(Selection):

More Real, Please.
Dreams of what the landscape of our home might resemble (Feat. C S Lewis, J R R Tolkien and George MacDonald on an alternative to Nostalgia, that which we Long for and that which Tabernacles with us).
This is a little substack blog about being at home and in exile, so here are some more rambling thoughts about such things — and no less than four Lewis quotes to boot, beginning with one from The Weight of Glory:
In speaking of this desire for our own far off country … I feel a certain shyness. I am almost committing an indecency. I am trying to rip open the inconsolable secret in each one of you—the secret which hurts so much that you take your revenge on it by calling it names like Nostalgia and Romanticism and Adolescence …
Our commonest expedient is to call it beauty and behave as if that had settled the matter …
The books or the music in which we thought the beauty was located will betray us if we trust to them; it was not in them, it only came through them, and what came through them was longing. These things—the beauty, the memory of our own past—are good images of what we really desire; but if they are mistaken for the thing itself they turn into dumb idols, breaking the hearts of their worshipers. For they are not the thing itself; they are only the scent of a flower we have not found, the echo of a tune we have not heard, news from a country we have never yet visited.1
At the risk of committing an indecency, then, I broach this topic. Writing this has helped me clarify (and obscure2) my thoughts in a good way, so perhaps it may bring a healthy light (and shadow) to a reader also … Such subjects as these might be better expressed in stories, music and art, rather than thoughts, though, so I will not begrudge a reader for ignoring this and continuing their contemplation of vessels more glorious.
I'm not afraid of dreaming — which is to be uncomfortable with where I am and to long for something better and more beautiful. Perhaps I'm a little afraid of becoming lost in a dream, but that's not to say I think it's wrong to wander in and out of one. Dreaming in this way is like praying, and it is more powerful than reality in just the same way as a miracle is. It defies (and defines) the laws of reality in a way that proclaims something deeper and even more real.

(Supplied information):
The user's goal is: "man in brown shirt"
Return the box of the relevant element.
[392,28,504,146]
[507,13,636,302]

(Exercise directions): Reproduce the passage of the post on longing for home, starting with "I'm not afraid" and going on through "even more real.".

(Answer in full):
I'm not afraid of dreaming — which is to be uncomfortable with where I am and to long for something better and more beautiful. Perhaps I'm a little afraid of becoming lost in a dream, but that's not to say I think it's wrong to wander in and out of one. Dreaming in this way is like praying, and it is more powerful than reality in just the same way as a miracle is. It defies (and defines) the laws of reality in a way that proclaims something deeper and even more real.